• **ENTRIES SUPPLIED**

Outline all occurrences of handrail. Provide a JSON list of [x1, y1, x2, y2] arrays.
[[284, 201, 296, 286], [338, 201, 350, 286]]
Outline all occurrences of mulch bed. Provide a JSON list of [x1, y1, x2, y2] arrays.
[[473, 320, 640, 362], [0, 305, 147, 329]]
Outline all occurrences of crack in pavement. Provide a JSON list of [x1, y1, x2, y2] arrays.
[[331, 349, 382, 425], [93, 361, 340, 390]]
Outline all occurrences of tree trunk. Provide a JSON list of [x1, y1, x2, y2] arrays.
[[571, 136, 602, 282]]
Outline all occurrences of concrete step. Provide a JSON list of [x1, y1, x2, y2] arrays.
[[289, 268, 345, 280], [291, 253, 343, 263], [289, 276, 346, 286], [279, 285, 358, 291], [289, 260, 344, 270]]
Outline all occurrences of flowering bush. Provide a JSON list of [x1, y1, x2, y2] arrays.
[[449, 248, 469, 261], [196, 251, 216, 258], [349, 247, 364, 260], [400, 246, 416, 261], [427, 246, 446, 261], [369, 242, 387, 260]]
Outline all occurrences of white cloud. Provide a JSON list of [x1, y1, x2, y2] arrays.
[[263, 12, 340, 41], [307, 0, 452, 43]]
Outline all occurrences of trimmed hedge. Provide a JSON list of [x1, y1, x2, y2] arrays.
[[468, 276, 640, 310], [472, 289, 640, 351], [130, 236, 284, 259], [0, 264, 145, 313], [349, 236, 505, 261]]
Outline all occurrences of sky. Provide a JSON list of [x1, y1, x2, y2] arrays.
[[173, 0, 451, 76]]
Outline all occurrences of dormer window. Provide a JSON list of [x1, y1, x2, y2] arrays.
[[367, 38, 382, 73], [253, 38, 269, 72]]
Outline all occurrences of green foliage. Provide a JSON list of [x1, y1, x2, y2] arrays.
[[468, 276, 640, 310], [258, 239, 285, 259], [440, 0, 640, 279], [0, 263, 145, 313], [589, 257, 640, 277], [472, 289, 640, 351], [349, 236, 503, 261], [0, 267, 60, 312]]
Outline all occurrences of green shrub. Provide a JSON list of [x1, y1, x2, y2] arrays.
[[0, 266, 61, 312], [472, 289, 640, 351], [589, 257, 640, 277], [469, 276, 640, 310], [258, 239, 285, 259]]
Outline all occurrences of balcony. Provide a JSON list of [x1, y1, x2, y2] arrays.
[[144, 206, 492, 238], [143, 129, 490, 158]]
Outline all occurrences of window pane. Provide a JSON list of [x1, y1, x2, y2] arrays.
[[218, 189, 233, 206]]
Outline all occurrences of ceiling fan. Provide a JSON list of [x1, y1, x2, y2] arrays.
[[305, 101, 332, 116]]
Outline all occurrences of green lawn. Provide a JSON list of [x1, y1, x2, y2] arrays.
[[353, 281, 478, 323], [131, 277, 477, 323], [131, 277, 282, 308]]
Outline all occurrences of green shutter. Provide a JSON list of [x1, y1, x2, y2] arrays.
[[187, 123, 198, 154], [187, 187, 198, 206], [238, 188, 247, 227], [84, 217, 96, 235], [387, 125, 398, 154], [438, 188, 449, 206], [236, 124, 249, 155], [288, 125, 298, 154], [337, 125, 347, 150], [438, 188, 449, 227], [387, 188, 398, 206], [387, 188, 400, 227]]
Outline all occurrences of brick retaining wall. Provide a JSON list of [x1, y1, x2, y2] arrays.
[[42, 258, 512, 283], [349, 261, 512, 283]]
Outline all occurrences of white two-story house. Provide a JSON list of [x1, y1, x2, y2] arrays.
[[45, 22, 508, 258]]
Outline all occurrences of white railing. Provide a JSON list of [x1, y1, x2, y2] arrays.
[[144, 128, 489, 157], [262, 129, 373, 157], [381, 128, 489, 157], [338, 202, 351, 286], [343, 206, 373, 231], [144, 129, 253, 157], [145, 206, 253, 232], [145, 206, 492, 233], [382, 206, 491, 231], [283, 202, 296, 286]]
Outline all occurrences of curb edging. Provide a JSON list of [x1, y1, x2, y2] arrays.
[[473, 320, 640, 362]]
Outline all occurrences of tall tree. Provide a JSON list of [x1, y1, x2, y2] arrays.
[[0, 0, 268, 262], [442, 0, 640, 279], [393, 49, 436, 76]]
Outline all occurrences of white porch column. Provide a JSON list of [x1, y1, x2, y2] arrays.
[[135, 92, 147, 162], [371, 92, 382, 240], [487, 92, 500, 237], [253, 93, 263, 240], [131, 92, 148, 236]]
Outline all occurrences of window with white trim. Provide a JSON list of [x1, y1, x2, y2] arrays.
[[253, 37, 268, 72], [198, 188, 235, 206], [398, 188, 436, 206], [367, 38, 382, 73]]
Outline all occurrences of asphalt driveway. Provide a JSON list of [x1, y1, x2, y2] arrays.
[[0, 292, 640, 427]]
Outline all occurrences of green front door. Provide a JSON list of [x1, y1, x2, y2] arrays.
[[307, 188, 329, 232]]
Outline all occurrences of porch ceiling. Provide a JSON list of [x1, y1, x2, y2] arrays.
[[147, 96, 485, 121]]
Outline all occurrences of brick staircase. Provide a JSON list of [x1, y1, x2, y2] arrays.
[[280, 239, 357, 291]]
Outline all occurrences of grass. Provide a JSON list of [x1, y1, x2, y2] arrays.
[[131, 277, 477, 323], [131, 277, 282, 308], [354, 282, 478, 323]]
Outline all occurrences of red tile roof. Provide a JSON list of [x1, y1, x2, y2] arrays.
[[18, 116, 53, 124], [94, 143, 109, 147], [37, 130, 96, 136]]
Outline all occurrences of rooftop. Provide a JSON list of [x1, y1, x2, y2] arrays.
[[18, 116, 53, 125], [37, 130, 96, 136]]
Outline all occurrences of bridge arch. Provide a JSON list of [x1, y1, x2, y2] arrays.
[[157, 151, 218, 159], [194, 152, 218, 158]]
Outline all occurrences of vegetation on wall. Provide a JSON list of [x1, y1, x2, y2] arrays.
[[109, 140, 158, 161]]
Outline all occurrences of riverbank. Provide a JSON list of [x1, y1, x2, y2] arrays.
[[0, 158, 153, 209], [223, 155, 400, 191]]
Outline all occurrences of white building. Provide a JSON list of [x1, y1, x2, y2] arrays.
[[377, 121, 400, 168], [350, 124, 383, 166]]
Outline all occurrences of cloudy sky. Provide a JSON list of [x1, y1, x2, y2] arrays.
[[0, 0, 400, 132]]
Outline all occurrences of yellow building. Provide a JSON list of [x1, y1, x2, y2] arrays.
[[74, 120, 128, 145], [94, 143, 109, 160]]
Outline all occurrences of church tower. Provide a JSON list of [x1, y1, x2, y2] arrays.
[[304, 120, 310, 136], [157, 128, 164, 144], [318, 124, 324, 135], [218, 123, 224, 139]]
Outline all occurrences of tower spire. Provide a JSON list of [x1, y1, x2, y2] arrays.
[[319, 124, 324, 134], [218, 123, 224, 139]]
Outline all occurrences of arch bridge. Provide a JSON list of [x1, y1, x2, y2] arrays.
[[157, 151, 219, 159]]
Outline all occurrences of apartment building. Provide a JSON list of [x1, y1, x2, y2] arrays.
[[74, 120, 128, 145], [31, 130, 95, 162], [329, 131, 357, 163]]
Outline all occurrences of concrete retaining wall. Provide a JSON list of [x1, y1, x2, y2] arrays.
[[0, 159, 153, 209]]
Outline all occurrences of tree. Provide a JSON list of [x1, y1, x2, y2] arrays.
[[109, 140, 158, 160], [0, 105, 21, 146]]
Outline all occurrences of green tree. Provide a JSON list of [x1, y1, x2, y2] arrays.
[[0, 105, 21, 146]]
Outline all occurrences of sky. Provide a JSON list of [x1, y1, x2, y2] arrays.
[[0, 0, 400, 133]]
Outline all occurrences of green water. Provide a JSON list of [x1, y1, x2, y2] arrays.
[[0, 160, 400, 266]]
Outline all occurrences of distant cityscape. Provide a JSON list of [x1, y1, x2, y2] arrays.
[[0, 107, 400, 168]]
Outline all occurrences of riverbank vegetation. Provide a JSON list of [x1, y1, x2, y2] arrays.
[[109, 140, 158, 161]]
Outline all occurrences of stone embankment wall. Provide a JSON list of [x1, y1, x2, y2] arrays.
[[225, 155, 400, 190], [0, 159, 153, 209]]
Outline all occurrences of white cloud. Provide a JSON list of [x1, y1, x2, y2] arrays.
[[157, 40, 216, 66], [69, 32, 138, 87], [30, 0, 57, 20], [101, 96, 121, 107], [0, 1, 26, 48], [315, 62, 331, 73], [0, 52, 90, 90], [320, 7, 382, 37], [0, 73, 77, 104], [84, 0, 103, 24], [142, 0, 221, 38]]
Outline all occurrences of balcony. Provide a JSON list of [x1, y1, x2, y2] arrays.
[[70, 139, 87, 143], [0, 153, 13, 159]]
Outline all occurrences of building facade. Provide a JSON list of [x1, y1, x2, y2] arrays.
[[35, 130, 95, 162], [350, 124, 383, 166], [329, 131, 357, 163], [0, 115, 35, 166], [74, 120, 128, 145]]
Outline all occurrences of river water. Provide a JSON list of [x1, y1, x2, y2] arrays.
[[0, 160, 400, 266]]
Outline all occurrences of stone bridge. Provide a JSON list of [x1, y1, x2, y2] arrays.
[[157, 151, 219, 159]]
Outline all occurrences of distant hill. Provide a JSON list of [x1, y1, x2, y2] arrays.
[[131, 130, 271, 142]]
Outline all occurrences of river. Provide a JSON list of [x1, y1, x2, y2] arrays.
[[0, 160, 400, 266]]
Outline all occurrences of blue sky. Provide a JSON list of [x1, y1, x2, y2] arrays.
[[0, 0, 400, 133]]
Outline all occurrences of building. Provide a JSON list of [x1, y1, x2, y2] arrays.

• **WHAT YOU NEED TO DO**
Give the entries from the line with "Outline all occurrences of white railing." up to and including the line with "[[307, 188, 329, 232]]" as a numbered list, leaving out any blank lines.

• **WRITTEN SOLUTION**
1. Outline all occurrences of white railing. Provide a JSON list of [x1, y1, x2, y2] arrays.
2. [[144, 128, 489, 157], [262, 129, 373, 157], [381, 128, 489, 157], [338, 202, 351, 286], [343, 206, 373, 231], [144, 129, 253, 157], [145, 206, 253, 232], [145, 206, 492, 233], [382, 206, 491, 231], [283, 202, 296, 286]]
3. Outline all occurrences of curb edging. Provide a JSON list of [x1, y1, x2, y2] arrays.
4. [[473, 320, 640, 362]]
5. Outline all occurrences of tall tree. Provide a JSON list of [x1, y1, x2, y2] arrays.
6. [[0, 0, 268, 262], [442, 0, 640, 279], [393, 49, 436, 76]]
7. Outline all occurrences of white porch column. Provide a JSON list of [x1, y1, x2, y2] arrays.
8. [[135, 92, 147, 162], [371, 92, 382, 240], [487, 92, 500, 237], [253, 93, 263, 240], [131, 92, 148, 236]]
9. Outline all occurrences of window with white trim. Provide a JSON list of [x1, y1, x2, y2] arrays.
10. [[253, 37, 268, 72], [198, 188, 235, 206], [398, 188, 436, 206], [367, 38, 382, 73]]
11. Outline all occurrences of asphalt driveway. Provide a JSON list of [x1, y1, x2, y2] arrays.
12. [[0, 292, 640, 427]]
13. Outline all occurrences of green front door. Provide a JSON list of [x1, y1, x2, y2] arrays.
14. [[307, 188, 329, 232]]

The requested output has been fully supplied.